-- Text shown --

==================================================

Al and Pip have been away this week in Brisbane attending a conference, but they made time to visit Josh and Bobby and introduce them to Pele.  I wish we could visit them too, but we have lots of bookings now that Summer is officially ended.  Next week we have building students and on the 18ththe first school camp. As usual it will be winter before we get to go anywhere.

Saturday, February 23, 2019

A very busy week

February 24  2019

We are all exhausted. It has got hot again too. Suddenly we feel lost without Bo’s restaurant.  Normally we would head into Yarra Glen at this stage and sit at the tables out the front and talk to  family , friends and neighbours over leisurely drinks.  Sadly, we had our final  party there last Sunday and Yarra Glen is no longer our gathering point. On Monday Edd and I spent the day helping clean and sort out inside the restaurant, but Beth still had to clean out the fridges and cold room. Her final act was borrowing the big ladder and painting out their sign at the front of the building.

==================================================

Saved entries
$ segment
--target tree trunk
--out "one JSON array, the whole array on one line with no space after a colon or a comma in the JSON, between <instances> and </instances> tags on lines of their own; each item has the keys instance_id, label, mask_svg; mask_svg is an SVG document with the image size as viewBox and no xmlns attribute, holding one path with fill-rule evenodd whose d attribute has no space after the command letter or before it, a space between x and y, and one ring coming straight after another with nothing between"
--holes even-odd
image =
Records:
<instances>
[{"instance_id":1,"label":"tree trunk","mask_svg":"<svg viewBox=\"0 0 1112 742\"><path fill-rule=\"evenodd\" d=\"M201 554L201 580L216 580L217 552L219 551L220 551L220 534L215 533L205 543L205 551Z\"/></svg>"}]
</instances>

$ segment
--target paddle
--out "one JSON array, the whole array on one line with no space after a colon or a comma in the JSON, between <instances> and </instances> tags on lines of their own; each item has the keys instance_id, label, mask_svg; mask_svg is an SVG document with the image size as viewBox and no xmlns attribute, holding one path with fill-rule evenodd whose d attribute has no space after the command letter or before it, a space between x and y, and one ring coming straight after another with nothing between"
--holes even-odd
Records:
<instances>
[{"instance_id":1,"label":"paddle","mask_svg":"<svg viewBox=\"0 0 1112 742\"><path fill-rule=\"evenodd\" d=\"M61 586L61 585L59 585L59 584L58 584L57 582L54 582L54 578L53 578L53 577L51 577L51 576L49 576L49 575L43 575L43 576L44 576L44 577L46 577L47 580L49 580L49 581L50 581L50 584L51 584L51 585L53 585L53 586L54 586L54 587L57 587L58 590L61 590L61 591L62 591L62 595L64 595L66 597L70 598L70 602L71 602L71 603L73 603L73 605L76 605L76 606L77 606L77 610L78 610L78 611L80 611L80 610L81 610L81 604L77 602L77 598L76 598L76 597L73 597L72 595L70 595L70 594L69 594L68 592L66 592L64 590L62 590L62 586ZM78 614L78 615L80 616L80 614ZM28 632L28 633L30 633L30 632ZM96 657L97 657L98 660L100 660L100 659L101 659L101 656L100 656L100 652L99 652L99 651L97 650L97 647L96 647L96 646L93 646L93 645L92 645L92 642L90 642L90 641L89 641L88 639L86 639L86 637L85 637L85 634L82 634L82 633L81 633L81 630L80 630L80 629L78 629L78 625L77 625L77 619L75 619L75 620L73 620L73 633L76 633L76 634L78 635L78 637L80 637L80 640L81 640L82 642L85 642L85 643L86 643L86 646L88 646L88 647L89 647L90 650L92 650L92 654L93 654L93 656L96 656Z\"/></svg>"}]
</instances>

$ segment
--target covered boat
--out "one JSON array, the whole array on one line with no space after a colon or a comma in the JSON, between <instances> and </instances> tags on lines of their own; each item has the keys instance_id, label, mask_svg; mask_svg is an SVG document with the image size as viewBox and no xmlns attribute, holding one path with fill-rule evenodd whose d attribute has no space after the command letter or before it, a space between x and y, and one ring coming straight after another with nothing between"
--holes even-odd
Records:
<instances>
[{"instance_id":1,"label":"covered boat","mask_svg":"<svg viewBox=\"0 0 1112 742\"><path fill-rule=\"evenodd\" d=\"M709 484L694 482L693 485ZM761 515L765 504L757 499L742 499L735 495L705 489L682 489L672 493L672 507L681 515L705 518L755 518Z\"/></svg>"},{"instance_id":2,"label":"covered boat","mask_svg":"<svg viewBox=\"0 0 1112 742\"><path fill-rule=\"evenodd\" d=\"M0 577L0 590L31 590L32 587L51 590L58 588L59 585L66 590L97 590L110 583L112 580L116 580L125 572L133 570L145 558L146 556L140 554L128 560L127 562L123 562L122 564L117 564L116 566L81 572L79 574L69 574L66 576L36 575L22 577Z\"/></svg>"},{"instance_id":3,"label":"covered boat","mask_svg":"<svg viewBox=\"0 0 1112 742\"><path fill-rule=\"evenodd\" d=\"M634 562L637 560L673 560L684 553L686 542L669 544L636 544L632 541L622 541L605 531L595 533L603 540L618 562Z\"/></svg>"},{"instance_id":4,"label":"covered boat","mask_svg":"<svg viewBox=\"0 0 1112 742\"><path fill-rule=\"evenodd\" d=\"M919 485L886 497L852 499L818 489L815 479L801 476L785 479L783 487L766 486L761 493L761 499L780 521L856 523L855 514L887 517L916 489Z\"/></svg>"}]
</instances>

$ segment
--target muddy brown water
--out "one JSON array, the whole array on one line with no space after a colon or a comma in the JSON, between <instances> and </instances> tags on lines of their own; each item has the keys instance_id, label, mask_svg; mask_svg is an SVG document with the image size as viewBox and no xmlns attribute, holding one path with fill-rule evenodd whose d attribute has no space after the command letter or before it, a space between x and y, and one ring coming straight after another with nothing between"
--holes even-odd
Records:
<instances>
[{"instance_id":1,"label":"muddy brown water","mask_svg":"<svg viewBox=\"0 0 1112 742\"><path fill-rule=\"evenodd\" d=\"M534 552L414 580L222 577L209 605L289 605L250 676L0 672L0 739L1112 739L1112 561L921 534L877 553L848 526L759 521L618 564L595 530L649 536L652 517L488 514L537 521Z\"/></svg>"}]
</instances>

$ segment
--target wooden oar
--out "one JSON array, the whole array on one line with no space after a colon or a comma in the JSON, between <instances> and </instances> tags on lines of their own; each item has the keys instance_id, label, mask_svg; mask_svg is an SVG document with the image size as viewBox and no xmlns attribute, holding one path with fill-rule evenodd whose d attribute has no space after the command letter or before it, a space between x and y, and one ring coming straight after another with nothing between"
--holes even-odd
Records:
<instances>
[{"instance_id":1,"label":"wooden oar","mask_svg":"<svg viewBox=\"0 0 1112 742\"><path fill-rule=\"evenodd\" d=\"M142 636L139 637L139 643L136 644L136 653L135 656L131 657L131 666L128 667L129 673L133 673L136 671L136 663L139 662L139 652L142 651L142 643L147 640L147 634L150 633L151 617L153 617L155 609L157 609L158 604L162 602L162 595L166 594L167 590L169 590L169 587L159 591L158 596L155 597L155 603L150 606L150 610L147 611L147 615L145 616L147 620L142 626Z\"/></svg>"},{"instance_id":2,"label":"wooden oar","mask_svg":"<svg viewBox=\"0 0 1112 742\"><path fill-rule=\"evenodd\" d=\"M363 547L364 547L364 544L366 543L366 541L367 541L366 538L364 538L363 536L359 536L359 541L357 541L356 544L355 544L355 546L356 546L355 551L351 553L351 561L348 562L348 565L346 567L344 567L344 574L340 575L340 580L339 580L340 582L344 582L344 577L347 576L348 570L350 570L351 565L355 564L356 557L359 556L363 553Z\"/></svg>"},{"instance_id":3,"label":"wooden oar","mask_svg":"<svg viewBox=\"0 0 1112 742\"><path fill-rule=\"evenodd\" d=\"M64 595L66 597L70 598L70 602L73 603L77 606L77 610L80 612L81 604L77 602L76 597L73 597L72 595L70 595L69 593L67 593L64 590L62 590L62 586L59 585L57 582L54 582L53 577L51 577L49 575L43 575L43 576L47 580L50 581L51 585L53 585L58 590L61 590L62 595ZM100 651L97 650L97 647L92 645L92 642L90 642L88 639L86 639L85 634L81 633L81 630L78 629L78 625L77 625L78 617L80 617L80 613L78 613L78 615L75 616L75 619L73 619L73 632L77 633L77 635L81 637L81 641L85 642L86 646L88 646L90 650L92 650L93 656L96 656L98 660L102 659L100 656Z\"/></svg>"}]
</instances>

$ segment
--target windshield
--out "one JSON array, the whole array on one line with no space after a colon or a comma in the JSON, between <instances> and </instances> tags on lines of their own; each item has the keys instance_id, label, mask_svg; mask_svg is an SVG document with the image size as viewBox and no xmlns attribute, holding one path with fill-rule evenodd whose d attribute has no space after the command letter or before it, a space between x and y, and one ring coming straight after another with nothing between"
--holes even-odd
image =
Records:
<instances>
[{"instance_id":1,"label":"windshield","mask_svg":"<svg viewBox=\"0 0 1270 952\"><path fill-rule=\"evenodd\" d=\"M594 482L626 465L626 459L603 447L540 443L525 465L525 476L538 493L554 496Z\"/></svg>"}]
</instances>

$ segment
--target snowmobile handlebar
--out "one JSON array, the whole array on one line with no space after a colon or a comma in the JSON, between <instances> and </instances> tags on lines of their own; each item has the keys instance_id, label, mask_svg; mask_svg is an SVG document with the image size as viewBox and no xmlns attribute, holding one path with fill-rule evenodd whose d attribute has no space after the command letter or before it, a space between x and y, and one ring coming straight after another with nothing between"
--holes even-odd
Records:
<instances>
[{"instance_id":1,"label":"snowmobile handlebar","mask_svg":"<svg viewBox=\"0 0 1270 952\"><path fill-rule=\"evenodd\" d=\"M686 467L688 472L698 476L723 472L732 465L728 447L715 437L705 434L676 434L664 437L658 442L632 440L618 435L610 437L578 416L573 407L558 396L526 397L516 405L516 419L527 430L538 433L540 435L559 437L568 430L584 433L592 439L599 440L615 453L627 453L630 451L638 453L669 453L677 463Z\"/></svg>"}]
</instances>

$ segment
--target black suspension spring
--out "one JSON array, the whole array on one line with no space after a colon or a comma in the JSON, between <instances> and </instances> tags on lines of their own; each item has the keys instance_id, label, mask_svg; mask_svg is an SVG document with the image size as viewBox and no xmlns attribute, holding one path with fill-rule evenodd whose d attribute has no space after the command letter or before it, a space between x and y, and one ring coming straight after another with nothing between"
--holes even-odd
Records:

==================================================

-- Problems and tasks --
a: Report every line of the rows above that contains the string "target".
b: Pick up the post about the busy week and the closing of Bo's restaurant in Yarra Glen, and continue it from its last sentence.

-- Per-task answers --
a:
--target tree trunk
--target paddle
--target covered boat
--target muddy brown water
--target wooden oar
--target windshield
--target snowmobile handlebar
--target black suspension spring

b:
This week end she has been able to spend time with her family. It is the first time for years that she has not been working as chef or floor service. Yesterday she watched Silky have a riding lesson and today she has gone down to the beach.  She certainly deserves the break, so we will just have to suffer over the loss of a much-used amenity.

We have had a busy week. 23 Permaculture design course people arrived for a tour on Saturday morning and left after breakfast today having camped here for the night. Some brought tents and the rest found places in the house and donga.  I had to provide morning tea and cheese testing when they arrived ,an evening meal and breakfast before they left.  We used the ruins because it has all the tables and other gear needed but I had to have most of the food prepared in advance.  Indi helped with the cooking and made a cake for the morning tea and Bo cooked deserts for the evening. We must have done OK as everyone ate a lot and looked happy. Thank goodness I had family help and Dan to help with the farm work.

To make things more complicated we had 62 students from the Montessori program for the day on Thursday.  They wanted to show the new intake kids the farm before the camps start so they organised activities.  Only one gate was left open and we got the goats back in before they did too much damage.  The school has got very good at cleaning up when they leave, so there was not a huge amount of work we had to do.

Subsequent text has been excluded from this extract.